■ PARTES DEL EJERCICIO ■
(a) Responde estas preguntas sobre el comentario de las dos películas:
(i) ¿Quién dirigió El elefante blanco?
(ii) ¿Qué países coprodujeron El puerto?
(iii) ¿En qué se centra la problemática de la segunda película?
(b) Prolonga el comentario sobre las dos películas a partir de su última oración.

■ DOCUMENTO DE ORIGEN ■
▼▼▼

Dos películas que me han impactado en las últimas semanas: la argentina
El elefante blanco, dirigida por
Pablo Trapero y la coproducción de Finlandia, Francia y Noruega: El puerto (Le Havre) de Aki Kaurismäki.
Dos ejemplos bien diferentes de cine social. Ambas reflejan el comportamiento de sectores de población en
conflicto. En la primera, podemos ver, de manera descarnada, la vida dentro de
una villa de emergencia, los peligros a los que
están expuestos los habitantes de esas precarias barriadas, su condición
de aislamiento, en fin, el casi imposible horizonte de redención. En la
segunda, la problemática se centra en la
condición de los fugitivos y las penurias que sufren a la hora de su inserción
en espacios y culturas ajenos. Si bien las dos películas exponen problemas que podrían
considerarse de actualidad, sería
difícil atribuirlos a una sola causa o a
un momento preciso. Su razón de ser viene de lejos. En realidad, ambas ponen al descubierto las
fallas de una trama social que en apariencia se humaniza y pretende ser más
inclusiva, pero en lo sustancial continúa empantanada en los viejos fraudes,
los viejos prejuicios, las viejas desigualdades e iniquidades.
El elefante blanco es un film que sacude al espectador con imágenes
de un realismo crudo, despiadado. Una visión, casi diría sangrante, de sectores
sociales abandonados a una deriva siniestra. El puerto refleja de un modo más candoroso, con un optimismo enternecedor, el drama de los que
buscan refugio en los países “civilizados” que, contradictoriamente, son los que los han colonizado
y diezmado.

▲▲▲

■ DATOS DE ORIGEN ■

▼▼▼

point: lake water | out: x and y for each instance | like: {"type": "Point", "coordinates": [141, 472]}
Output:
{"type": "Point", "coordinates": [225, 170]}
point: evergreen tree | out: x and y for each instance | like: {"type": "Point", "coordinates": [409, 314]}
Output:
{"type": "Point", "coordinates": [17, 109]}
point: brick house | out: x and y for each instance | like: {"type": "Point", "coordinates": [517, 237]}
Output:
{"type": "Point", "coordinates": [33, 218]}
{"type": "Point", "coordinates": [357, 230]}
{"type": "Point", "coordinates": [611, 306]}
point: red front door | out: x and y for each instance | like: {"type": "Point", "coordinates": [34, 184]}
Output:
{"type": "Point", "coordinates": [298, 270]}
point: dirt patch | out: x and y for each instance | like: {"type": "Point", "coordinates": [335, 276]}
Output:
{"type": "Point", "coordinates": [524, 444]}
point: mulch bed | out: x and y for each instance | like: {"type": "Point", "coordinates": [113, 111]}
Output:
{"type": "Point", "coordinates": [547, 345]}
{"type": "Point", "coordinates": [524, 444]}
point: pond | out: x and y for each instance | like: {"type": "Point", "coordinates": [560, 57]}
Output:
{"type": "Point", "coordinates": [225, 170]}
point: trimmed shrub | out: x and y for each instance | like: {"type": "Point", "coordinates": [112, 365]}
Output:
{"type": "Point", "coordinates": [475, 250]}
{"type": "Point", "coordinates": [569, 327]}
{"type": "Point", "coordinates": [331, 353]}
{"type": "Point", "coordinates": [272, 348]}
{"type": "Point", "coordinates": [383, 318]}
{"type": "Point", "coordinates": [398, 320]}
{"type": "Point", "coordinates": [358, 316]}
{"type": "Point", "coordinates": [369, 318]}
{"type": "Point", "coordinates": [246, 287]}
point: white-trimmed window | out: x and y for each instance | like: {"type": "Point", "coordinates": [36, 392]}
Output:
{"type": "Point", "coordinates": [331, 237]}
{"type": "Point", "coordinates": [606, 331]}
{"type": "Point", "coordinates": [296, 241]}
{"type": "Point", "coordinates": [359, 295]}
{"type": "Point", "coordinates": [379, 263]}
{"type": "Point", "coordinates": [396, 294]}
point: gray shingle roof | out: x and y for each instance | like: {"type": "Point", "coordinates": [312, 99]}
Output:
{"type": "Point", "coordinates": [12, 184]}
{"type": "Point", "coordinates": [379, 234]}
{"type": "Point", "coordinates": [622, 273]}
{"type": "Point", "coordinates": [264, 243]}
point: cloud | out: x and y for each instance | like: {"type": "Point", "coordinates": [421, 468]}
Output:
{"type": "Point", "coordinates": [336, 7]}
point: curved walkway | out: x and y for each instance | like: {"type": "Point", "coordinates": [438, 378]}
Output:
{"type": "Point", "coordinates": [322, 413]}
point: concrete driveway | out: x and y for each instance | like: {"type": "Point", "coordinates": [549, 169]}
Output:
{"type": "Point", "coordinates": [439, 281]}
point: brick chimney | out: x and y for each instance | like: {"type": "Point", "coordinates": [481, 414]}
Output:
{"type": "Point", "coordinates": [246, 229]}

▲▲▲

■ RESULTADOS POR TAREA ■
(a)
(i) Pablo Trapero.
(ii) Finlandia, Francia y Noruega.
(iii) En la condición de los fugitivos y las penurias que sufren a la hora de su inserción en espacios y culturas ajenos.

(b)
A pesar de la visión crítica que
ambas plantean, hay en la sociedad algo
rescatable. La ímproba tarea de un grupo de hombres y mujeres: sacerdotes,
asistentes sociales o simples ciudadanos
que se comprometen con una lucha ardua, no con un afán mesiánico, sino de
comprensión y solidaridad con sus prójimos, cobra protagonismo en la película
argentina. El acompañamiento fraternal y
el entendimiento del “diferente”,
encarnado en un bohemio lustrabotas destaca, en cambio, cómo desde la singularidad se puede convocar
y hacer cundir el ejemplo, en el caso del film de Kaurismäki.
El título El elefante blanco hace
referencia a un edificio en ruinas ubicado en la zona de Villa Lugano. La
construcción, concebida en un principio para ser el hospital más grande de
Sudamérica surgió de una iniciativa del diputado socialista Alfredo Palacios.
El Congreso Nacional aprobó el subsidio
para iniciar su construcción en 1938. Pero, al poco tiempo se paralizó la obra.
Perón retomó la iniciativa durante sus dos primeras presidencias. Pero hoy, de
ese grandioso proyecto solo queda la inacabada estructura de catorce pisos. En
uno de sus módulos viven más de cien familias en estado de precariedad extrema.
Si bien el edificio linda con la villa quince, la acción de la película no
transcurre en su interior. Las escenas fueron filmadas en distintos
asentamientos y muestran de modo
testimonial el movimiento interno, terrible y estremecedor, de los mismos. El título simboliza la
gigantesca sinrazón del desamparo y, contrariamente al color de la edificación,
la negrura, la oscuridad que encierra todo emprendimiento que por negligencia o
desinterés cívico termina en la convivencia con la marginalidad o la muerte. Hay una manifiesta actitud de denuncia en el
film de Trapero.
El puerto, en cambio, está lejos de la denuncia o la toma de
posición ideológica. Un colorido casi festivo pinta las calles de ese puerto de
la Normandía
adonde resuenan melodías que nos conmueven,
y hasta se escucha un tango. El trágico arribo de los refugiados
africanos o su marginal supervivencia no son motivo de admoniciones. Están.
Son. Como están y son los “civilizados” europeos que se sienten invadidos por
una miseria que no querrían ver. Hasta el inspector de policía se torna
simpático y comprensivo. Porque las tintas no están puestas, en este film en la frustración moral de una sociedad,
sino en el desajuste ético- emocional que,
en los individuos, provocan los vaivenes
de la Historia.
Las dos películas destacan el
valor de
esa fuerza humanitaria, aislada y casi invisible, con la que el
compromiso ético trata de regular al engranaje social.